# Task to complete
Copy the lines below exactly. No picture goes into the copy.

# Material for this task

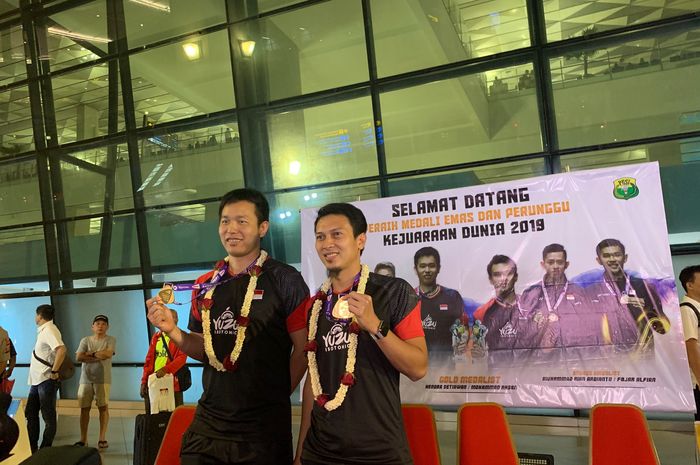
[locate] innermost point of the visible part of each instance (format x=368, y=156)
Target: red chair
x=419, y=423
x=483, y=436
x=169, y=452
x=619, y=434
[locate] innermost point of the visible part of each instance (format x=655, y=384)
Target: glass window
x=86, y=252
x=150, y=21
x=17, y=317
x=573, y=19
x=415, y=35
x=191, y=164
x=126, y=311
x=81, y=100
x=187, y=234
x=12, y=65
x=301, y=51
x=16, y=135
x=476, y=117
x=501, y=172
x=680, y=170
x=76, y=35
x=627, y=91
x=16, y=286
x=22, y=253
x=19, y=193
x=322, y=144
x=107, y=186
x=187, y=78
x=285, y=222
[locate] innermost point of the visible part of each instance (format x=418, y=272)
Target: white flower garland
x=240, y=334
x=336, y=401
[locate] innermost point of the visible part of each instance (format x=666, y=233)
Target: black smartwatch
x=382, y=330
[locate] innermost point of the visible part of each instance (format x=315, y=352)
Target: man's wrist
x=381, y=331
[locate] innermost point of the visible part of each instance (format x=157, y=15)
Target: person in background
x=690, y=315
x=95, y=353
x=386, y=269
x=158, y=362
x=43, y=379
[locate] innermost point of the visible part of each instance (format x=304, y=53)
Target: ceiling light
x=154, y=5
x=247, y=47
x=192, y=50
x=74, y=35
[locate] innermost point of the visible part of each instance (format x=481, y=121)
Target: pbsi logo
x=508, y=331
x=225, y=323
x=625, y=188
x=336, y=339
x=429, y=323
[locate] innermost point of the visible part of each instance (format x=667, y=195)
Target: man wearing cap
x=95, y=353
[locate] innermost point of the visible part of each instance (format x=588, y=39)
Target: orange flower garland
x=348, y=379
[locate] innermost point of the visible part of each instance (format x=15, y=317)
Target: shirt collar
x=44, y=326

# Reply
[locate] innermost point of the visible part of each instance (format x=368, y=156)
Target: red chair
x=419, y=423
x=483, y=436
x=169, y=452
x=619, y=434
[locate] innermost point of the visible part of each instance (format x=655, y=384)
Target: glass window
x=86, y=252
x=150, y=21
x=17, y=317
x=573, y=19
x=415, y=35
x=191, y=164
x=126, y=311
x=81, y=100
x=187, y=234
x=12, y=65
x=301, y=51
x=16, y=135
x=476, y=117
x=501, y=172
x=680, y=170
x=76, y=35
x=627, y=91
x=16, y=286
x=22, y=253
x=19, y=193
x=322, y=144
x=107, y=186
x=187, y=78
x=285, y=222
[locate] innermost point of the visible part of each instance (format x=418, y=272)
Target: white flower garland
x=240, y=334
x=336, y=401
[locate] innermost point of the visible part of each instance (format x=666, y=233)
Target: black smartwatch
x=382, y=330
[locate] innermost point of the visible part of each instance (format x=315, y=352)
Target: man's wrist
x=381, y=331
[locate] innermost point of the visible part of each instance (format x=157, y=15)
Target: person in background
x=690, y=315
x=95, y=353
x=386, y=269
x=158, y=362
x=43, y=379
[locate] innermost point of the visible part of each instance (format x=304, y=53)
Target: ceiling light
x=154, y=5
x=247, y=47
x=192, y=50
x=74, y=35
[locate] innermost point of the visible part of each instance (format x=481, y=121)
Target: pbsi logo
x=508, y=331
x=225, y=323
x=625, y=188
x=336, y=339
x=429, y=323
[locate] innermost point of the visible part of each instance (format x=667, y=195)
Target: man wearing cap
x=95, y=353
[locate] innermost point of the visible part of each instance (format x=588, y=39)
Target: orange flower garland
x=348, y=379
[locate] innermost point of the visible part of each instance (format x=15, y=317)
Target: shirt collar
x=44, y=326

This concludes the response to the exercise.